__Consegna__. Riporta il materiale dalla riga che contiene "Drop a marker on every instance of the ceiling fan in" fino alla fine, modificandolo solo per sostituire "brick wall" con "stone wall". Tutto il resto deve restare invariato.

__Dati archiviati__.
= = = =

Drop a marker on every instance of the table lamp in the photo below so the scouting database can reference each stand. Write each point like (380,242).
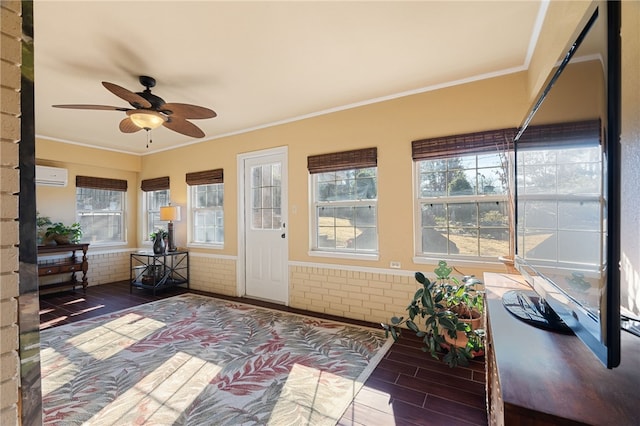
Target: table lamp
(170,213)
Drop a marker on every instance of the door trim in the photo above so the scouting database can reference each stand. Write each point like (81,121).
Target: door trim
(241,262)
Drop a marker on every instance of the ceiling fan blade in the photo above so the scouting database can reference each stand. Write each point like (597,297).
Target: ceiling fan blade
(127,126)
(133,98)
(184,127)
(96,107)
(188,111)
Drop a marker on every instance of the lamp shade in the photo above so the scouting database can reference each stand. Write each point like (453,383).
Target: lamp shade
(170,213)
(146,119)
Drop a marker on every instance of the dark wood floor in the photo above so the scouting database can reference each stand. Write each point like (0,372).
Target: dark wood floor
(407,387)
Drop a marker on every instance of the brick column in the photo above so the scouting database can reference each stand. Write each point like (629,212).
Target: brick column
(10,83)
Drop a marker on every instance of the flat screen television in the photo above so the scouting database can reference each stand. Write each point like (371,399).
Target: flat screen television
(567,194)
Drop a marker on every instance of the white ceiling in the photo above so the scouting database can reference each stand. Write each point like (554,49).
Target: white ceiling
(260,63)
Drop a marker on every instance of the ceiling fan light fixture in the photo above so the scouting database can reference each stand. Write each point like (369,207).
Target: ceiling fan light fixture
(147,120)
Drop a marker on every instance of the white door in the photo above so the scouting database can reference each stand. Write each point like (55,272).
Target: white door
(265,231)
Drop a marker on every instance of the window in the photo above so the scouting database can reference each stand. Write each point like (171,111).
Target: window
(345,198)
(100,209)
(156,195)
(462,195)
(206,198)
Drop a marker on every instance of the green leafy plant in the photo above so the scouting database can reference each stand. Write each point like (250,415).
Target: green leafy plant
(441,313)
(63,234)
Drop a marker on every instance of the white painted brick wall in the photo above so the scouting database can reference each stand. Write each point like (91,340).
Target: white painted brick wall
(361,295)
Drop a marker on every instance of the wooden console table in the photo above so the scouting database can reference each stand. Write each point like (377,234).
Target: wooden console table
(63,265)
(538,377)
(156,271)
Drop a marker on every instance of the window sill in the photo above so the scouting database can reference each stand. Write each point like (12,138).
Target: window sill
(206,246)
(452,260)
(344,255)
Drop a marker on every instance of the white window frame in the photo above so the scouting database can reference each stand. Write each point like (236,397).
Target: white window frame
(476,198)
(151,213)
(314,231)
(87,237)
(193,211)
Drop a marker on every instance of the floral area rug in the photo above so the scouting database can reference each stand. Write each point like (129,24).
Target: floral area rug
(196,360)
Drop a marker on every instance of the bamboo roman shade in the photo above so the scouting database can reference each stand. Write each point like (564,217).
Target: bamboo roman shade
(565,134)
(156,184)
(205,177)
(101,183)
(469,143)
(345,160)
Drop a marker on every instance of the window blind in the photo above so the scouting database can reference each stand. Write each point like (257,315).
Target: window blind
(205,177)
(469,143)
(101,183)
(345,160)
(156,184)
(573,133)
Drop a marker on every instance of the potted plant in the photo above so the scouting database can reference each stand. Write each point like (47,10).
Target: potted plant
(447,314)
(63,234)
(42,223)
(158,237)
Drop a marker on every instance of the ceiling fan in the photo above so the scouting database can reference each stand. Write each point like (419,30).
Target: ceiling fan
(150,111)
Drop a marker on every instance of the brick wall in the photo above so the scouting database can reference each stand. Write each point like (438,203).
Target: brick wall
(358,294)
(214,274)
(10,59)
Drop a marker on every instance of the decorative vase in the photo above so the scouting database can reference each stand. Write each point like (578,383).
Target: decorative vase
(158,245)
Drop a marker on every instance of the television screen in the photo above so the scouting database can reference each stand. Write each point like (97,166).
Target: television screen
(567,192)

= = = =

__Soluzione__.
Drop a marker on every instance of the ceiling fan in the photo above so the scouting database can reference each stand. Write each point like (419,30).
Target: ceiling fan
(150,111)
Drop a marker on every instance of the stone wall in the photo above so the scouting database can reference each stand. Write each point like (438,203).
Target: stone wall
(358,294)
(214,274)
(10,59)
Drop a marker on every instance of the decorative vase in the photo above so the scouting database can reference each stand. Write each point like (578,383).
Target: decorative vase
(158,245)
Drop a marker on every instance of the television screen in the photo above so the scouting database can reference each stand. Write each point like (97,166).
Target: television screen
(567,192)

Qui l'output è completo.